### TEXT SEGMENT
^^^^^^^^

He may be all those things at first, but as the film proceeds and we learn more about Jackie, we begin to see that she might actually have a deep emotional need for him. In her life Jackie has lost all: she has sacrificed her rich husband, her young son, her friends to her all-consuming passion for gambling. Demy has said he wanted to make a film that showed gambling as an addiction, like alcohol or drugs. It is true that Jackie seems to have no control over her obsessive need to gamble, yet like much addictive behavior, her gambling seems not so much a weakness of character or a disease as a kind of self-medication, a desperate attempt to erase life's pain by immersion in some sort of compulsive behavior.

The more she tells Jean about herself, the more we see that despite her vivacity, she seems to be trying to escape something—a sense of failure and inadequacy, an inability to achieve any sort of stability in her life, or perhaps the haunting possibility that her life has no significance outside the casino. Highly strung, mercurial, irresponsible, Jackie is all hyperkinetic emotionalism. You can see this in the way she walks down the promenade in that opening shot. Her whole approach to life is like her walk: she moves with the purpose of a person on her way to an important rendezvous, yet she is obviously heading nowhere.

^^^^^^^^

### SOURCE DATA
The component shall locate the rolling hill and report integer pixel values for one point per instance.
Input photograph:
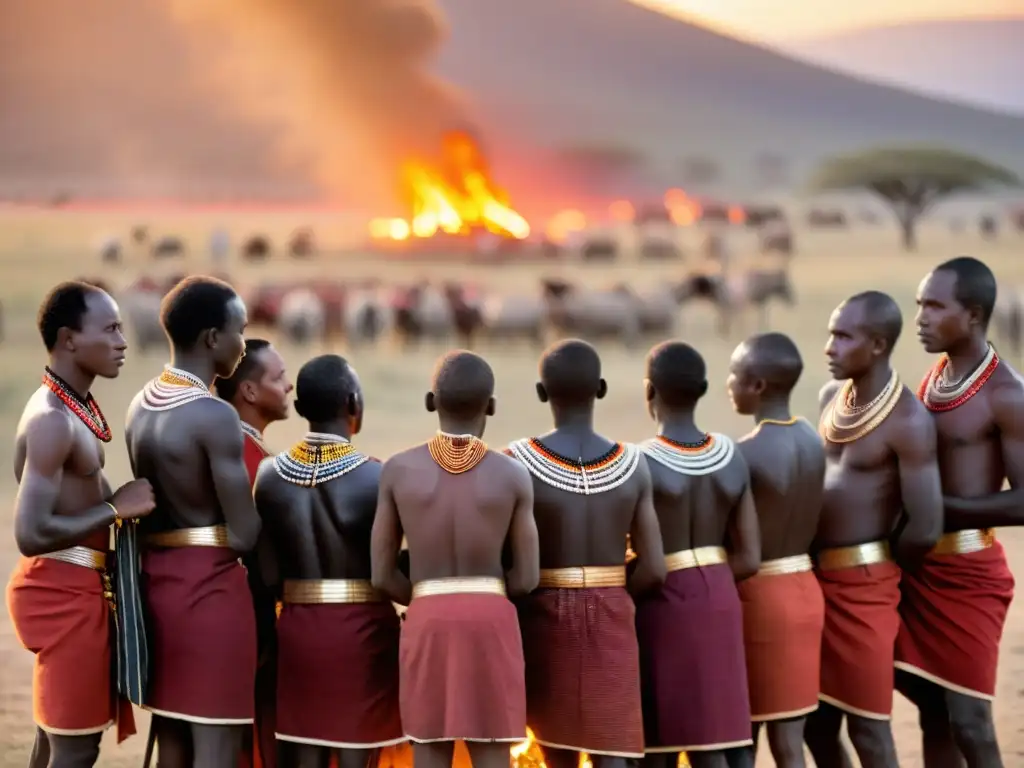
(971, 60)
(119, 101)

^^^^^^^^

### INSTRUCTIONS
**1)** Summarize the film commentary in two sentences.
**2)** Reproduce the film commentary word for word from "He may be all" to "of compulsive behavior.".
The listing was taken from a separate source and is unrelated to the film commentary.

### YOUR RESPONSES
**1)** As the film proceeds, Jackie emerges as a woman who has sacrificed her rich husband, her young son, and her friends to an obsessive passion for gambling that she seems unable to control. Her gambling appears less a weakness or disease than a form of self-medication, a desperate attempt to escape pain, failure, and instability, much like her purposeful-looking walk down the promenade that is in fact heading nowhere.

**2)**
He may be all those things at first, but as the film proceeds and we learn more about Jackie, we begin to see that she might actually have a deep emotional need for him. In her life Jackie has lost all: she has sacrificed her rich husband, her young son, her friends to her all-consuming passion for gambling. Demy has said he wanted to make a film that showed gambling as an addiction, like alcohol or drugs. It is true that Jackie seems to have no control over her obsessive need to gamble, yet like much addictive behavior, her gambling seems not so much a weakness of character or a disease as a kind of self-medication, a desperate attempt to erase life's pain by immersion in some sort of compulsive behavior.